On vous dira: ‘Il est ici’, ‘Il
est là.’ N'y allez pas, n'y courez pas. »
Jésus
dit, d’un bord, que ce sera impossible ou presque de reconnaître l’arrivée du
royaume et de l’autre bord, il affirme que lorsque les gens vont croire pouvoir
le discerner, qu’à ce moment-là, il faut que ses disciples se méfient de tout
cela et plutôt, qu’ils tiennent bon dans leur engagement de servir Jésus.
Un royaume qui n’est pas
évident. Tout comme à l’époque de Jésus,
de nos jours il y a encore beaucoup de confusion au sujet du « royaume de
Dieu ». Ça se peut très bien que
lorsqu’on entend cette phrase, qu’on se dise : « Excellent! Je sais
c’est quoi le royaume; le royaume, c’est ‘le ciel’, c’est là où j’irai
après la mort. Comme Jésus a passé son
temps à parler du ‘royaume’, ça veut dire que Jésus est venue sur terre pour
nous dire comment aller au ciel ». Mais
là, il y a des difficultés qui se
présentent. Dans l’évangile
d’aujourd’hui, c’est très évident que le « royaume » ne fait pas
référence au « ciel » - Jésus dit aux Pharisiens « le règne de Dieu est au milieu de vous ». Jésus parle du règne comme étant une réalité présente et non pas future. En fait, tout au long de son ministère, Jésus
fait comme si le royaume de Dieu se trouve là
où il se trouve, lui. Encore là,
alors que Jésus avance vers Jérusalem, il prononce bien des paroles de jugement contre la capitale et la nation toute
entière; lorsqu’on prend le temps de lire le « récit du voyage »

• • •

§ **Complétez ce qui suit**:
• 1. Pouvez-vous réécrire l'extrait sur le royaume de Dieu depuis « On vous dira: ‘Il » jusqu'à « de servir Jésus. » inclus, en remplaçant « disciples » par « fidèles » ?
• 2. Répondez à ces questions sur l'extrait consacré au royaume de Dieu :
(a) À qui Jésus dit-il « le règne de Dieu est au milieu de vous » ?
(b) Vers quelle ville Jésus avance-t-il lorsqu'il prononce des paroles de jugement ?
(c) À quoi l'extrait dit-il qu'on associe souvent le royaume quand on entend cette phrase ?
• 3. Donnez la suite de l'extrait sur le royaume de Dieu, à partir de l'endroit où il s'arrête.
La liste placée ensuite n'a aucun rôle dans cet exercice.

§ **Données fournies**:
• • •

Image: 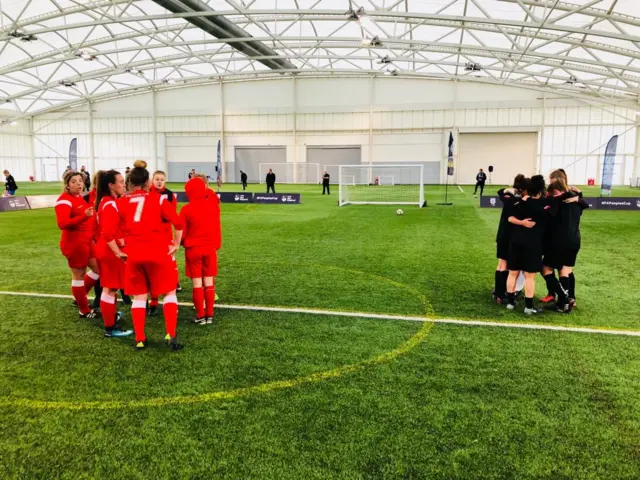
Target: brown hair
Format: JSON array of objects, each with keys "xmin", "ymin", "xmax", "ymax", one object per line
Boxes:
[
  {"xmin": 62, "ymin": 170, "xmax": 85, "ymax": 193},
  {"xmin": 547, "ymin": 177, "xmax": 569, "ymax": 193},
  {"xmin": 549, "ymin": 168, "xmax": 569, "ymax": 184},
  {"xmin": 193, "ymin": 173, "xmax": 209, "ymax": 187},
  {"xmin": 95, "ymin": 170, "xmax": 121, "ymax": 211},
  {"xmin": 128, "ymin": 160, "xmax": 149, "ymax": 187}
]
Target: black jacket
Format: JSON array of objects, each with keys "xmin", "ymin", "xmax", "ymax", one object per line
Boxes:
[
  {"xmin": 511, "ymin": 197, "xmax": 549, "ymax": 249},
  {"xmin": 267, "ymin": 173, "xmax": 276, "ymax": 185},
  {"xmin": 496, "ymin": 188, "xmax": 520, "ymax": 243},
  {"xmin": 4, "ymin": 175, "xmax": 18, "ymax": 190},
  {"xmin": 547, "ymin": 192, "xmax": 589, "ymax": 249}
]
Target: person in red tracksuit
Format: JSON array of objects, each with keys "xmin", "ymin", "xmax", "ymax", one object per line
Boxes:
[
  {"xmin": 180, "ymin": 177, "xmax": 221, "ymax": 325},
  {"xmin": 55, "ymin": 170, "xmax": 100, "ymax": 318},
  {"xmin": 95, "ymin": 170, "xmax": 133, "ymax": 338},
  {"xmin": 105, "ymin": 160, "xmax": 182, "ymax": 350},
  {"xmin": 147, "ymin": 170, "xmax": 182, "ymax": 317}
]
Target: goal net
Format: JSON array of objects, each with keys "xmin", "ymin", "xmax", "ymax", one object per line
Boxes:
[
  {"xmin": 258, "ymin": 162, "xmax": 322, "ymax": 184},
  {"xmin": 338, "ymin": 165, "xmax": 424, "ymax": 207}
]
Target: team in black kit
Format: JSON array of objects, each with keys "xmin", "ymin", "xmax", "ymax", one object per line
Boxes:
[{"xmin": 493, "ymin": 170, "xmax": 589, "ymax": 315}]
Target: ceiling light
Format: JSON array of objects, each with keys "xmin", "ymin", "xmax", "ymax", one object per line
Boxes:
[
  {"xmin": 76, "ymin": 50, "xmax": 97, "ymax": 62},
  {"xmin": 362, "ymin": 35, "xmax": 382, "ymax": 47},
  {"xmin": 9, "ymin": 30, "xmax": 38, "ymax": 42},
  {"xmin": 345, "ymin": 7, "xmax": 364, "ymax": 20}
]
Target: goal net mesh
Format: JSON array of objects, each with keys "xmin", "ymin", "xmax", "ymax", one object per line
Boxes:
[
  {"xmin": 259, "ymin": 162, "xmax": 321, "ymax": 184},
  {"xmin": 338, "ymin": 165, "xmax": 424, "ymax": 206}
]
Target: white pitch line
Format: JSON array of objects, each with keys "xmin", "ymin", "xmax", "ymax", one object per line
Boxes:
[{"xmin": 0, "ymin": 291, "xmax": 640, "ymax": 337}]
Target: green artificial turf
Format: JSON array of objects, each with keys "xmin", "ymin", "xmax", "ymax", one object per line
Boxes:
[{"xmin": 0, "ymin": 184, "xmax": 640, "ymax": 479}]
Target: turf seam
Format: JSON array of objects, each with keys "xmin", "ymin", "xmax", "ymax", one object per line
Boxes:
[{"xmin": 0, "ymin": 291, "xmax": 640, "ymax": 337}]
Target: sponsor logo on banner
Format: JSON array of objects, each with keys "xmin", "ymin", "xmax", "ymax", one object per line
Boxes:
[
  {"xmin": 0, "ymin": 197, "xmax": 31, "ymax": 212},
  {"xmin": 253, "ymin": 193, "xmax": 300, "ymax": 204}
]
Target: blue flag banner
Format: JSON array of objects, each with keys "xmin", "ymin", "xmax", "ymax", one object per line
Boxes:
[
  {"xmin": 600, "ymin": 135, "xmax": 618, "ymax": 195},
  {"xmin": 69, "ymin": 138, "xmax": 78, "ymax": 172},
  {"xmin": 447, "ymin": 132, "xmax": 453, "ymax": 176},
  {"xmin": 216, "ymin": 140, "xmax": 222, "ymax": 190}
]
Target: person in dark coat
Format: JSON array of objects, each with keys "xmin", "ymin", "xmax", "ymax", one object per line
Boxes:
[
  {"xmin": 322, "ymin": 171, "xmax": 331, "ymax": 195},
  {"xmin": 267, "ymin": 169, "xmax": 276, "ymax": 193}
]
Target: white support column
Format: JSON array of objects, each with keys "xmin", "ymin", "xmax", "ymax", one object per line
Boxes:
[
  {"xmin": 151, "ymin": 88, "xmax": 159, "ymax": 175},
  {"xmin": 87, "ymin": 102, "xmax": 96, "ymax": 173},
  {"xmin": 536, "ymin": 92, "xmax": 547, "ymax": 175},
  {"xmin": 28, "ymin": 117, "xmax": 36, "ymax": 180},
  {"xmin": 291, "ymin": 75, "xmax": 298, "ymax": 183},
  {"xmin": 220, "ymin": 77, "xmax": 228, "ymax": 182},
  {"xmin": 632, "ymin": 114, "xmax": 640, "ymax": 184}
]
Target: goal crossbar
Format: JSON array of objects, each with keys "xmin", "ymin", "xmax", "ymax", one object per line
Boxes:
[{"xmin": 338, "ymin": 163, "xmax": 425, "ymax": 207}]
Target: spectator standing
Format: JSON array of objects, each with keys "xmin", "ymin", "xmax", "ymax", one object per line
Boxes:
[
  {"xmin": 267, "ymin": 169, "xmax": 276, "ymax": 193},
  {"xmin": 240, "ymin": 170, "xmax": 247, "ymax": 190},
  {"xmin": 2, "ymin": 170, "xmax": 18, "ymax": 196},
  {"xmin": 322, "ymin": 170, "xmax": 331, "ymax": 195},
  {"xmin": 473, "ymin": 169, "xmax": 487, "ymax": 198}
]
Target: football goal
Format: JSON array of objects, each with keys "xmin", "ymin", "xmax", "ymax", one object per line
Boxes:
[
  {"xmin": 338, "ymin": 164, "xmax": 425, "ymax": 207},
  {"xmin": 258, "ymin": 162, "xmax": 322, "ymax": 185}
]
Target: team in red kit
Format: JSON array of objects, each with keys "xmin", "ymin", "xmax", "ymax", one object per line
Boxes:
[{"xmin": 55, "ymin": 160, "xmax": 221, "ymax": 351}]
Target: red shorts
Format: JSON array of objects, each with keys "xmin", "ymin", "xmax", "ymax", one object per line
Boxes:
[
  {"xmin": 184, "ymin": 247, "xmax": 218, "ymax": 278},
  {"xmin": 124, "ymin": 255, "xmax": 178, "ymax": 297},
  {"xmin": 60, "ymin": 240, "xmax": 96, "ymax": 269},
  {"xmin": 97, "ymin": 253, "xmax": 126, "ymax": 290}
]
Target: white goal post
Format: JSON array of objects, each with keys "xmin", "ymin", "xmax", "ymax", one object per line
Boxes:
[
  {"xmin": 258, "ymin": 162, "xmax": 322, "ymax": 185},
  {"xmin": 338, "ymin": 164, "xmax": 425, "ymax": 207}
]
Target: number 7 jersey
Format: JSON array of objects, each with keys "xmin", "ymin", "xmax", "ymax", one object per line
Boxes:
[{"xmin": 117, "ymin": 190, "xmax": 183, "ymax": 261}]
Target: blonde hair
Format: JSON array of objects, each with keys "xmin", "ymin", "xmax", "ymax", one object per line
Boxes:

• • •

§ **Réponses par consigne**:
• 1.
On vous dira: ‘Il est ici’, ‘Il
est là.’ N'y allez pas, n'y courez pas. »
Jésus
dit, d’un bord, que ce sera impossible ou presque de reconnaître l’arrivée du
royaume et de l’autre bord, il affirme que lorsque les gens vont croire pouvoir
le discerner, qu’à ce moment-là, il faut que ses fidèles se méfient de tout
cela et plutôt, qu’ils tiennent bon dans leur engagement de servir Jésus.

• 2.
(a) Aux Pharisiens.
(b) Vers Jérusalem.
(c) Au ciel, là où l'on ira après la mort.

• 3.
attentivement (et d’un bout à l’autre), on constate que Jésus s’attend à vivre
une confrontation tragique à Jérusalem.
Dans l’évangile d’aujourd’hui, Jésus le dit : il faut que le Fils de l’homme « souffre beaucoup et qu’il soit
rejeté par cette génération ».
Ce que nous voulons entendre,
ce qu’il veut dire, lui. Voilà, on
vient de mettre le doigt sur le problème – il s’agit bel et bien d’un problème
de communication. Beaucoup de facteurs
font en sorte qu’on ait certaines attentes vis-à-vis Jésus et vis-à-vis le
texte biblique. Nous nous attendons à ce que Jésus nous parle, nous; nous nous attendons
à ce qu’il répond à nos questions, qu’il
s’adresse à nos préoccupations. Nous
sommes préoccupés avec notre sort
éternel, nous voulons qu’on nous
entretien sur l’au-delà; nous nous
attendons à ce qu’on nous annonce un
message « spirituel ». Nous, nos, notre… et si Jésus, lui,
voulait parler d’autres choses? Et si
Jésus, dans l’évangile, s’adressait à ses contemporains au premier siècle? Et si Jésus, lui, a compris sa mission comme
ayant comme objectif le renouvellement de la nation d’Israël à son époque à
lui? Et si Jésus, lui, avait des
préoccupations qui sont non seulement très différentes des nôtres, mais qui nous
frappent comme étant bizarres et sans rapport à ce que nous vivons? Sommes-nous disposés à mettre nos préoccupations de côté afin de se
donner la chance de bien comprendre ce
que Jésus voulait dire à ses contemporains, à son époque?
Le retour du Seigneur. Tout d’abord, il faut accepter que, dans
l’évangile, Jésus s’adresse, non pas à
nous, mais à ses contemporains.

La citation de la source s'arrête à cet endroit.